** Provided passage **
* * * * * * *
Why Your Reforms Keep Failing: The Triangle We Ignore

Across governments, good ideas die not for lack of courage but for lack of wiring between Leaders, Institutions, and the Public. A simple triangle can show where reforms will break


Introduction

Public reforms fail far more often than they succeed. We tell ourselves these failures are about bad ministers or the wrong party. Most of the time, they are not. They happen because we treat change as a straight line from ‘big idea’ to ‘implementation’ when, in reality, it behaves like a triangle.

The more common story is simple: an idea appears, it gains attention, it is announced, sometimes it is even legislated, and then it stalls. The law is passed but never implemented. The programme is launched but never maintained. The movement rises but cannot build lasting structure. After a while, fatigue takes over and the Public becomes cynical. The reform becomes one more entry in the archive of “promises made, nothing changed.”

This piece argues that these failures are not random. Many reforms fail because they are built on an incomplete structure called the Triangular Framework for Meaningful and Lasting Public Change.
* * * * * * *
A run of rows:
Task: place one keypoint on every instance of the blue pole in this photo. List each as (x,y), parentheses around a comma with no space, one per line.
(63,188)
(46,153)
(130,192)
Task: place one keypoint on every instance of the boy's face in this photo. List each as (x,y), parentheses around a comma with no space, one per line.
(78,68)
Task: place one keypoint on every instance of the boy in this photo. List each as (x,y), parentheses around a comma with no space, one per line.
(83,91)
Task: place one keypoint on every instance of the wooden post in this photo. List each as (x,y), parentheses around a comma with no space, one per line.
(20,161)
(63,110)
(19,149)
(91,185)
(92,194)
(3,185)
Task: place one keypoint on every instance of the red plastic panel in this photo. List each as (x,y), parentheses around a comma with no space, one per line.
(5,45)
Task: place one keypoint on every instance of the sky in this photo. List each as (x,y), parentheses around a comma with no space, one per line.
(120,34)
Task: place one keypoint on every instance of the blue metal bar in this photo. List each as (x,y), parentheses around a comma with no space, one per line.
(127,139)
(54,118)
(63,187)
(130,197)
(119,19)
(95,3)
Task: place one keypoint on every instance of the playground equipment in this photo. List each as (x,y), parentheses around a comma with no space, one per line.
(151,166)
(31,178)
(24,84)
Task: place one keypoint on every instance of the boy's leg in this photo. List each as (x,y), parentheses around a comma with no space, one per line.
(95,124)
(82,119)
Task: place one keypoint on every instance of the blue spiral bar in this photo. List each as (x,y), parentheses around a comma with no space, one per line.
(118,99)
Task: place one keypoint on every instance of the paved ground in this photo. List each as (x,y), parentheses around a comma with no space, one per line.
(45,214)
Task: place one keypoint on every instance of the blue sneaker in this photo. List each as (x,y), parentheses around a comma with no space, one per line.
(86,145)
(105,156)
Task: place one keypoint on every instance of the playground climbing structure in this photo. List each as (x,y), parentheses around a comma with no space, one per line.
* * * * * * *
** Challenge 1 **
In the rows, swap "keypoint" for "marker" and change nothing else. Begin at the line that contains "Task: place one keypoint on every instance of the boy's leg" and continue through the last of the rows.
** Challenge 2 **
Continue the essay on why public reforms fail, picking up after its final sentence.
These rows have no connection to the essay on failing reforms.

** Exercise response 1 **
Task: place one marker on every instance of the boy's leg in this photo. List each as (x,y), parentheses around a comma with no space, one per line.
(95,124)
(82,119)
Task: place one marker on every instance of the blue spiral bar in this photo. List each as (x,y), parentheses around a comma with no space, one per line.
(118,99)
Task: place one marker on every instance of the paved ground in this photo. List each as (x,y), parentheses around a comma with no space, one per line.
(45,214)
Task: place one marker on every instance of the blue sneaker in this photo. List each as (x,y), parentheses around a comma with no space, one per line.
(86,145)
(105,156)
Task: place one marker on every instance of the playground climbing structure in this photo. List each as (x,y), parentheses around a comma with no space, one per line.

** Exercise response 2 **
A brief history of the triangular idea

In 2020, Dr Oby Ezekwesili presented research developed during her time as a Richard von Weizsäcker Fellow on the relationship between the quality of politics and the economic performance of countries. From that work, she articulated what she called the triangular pillars of democracy. In her framing, the pillars are the electorate (the demand side), the politicians and political class (the supply side), and the regulatory, constitutional, legal, electoral, and Institutional context within which politics happens. She argued that the quality of outcomes depends on the relationship between these three pillars.

This logic became a foundational lens for the FixPolitics movement, a citizens-led movement focused on structurally changing and innovating politics in Nigeria, across Africa, and beyond.

What we do in this piece is expand the power of that triangular insight beyond electoral politics into the wider Public policy world. The triangle is not only a theory of democracy. It is a deeper observation about how durable change is built in Public life.

The core claim

Meaningful and lasting Public change does not emerge from single actors or linear processes. It emerges when three distinct but interdependent pillars are present, aligned, and mutually reinforcing.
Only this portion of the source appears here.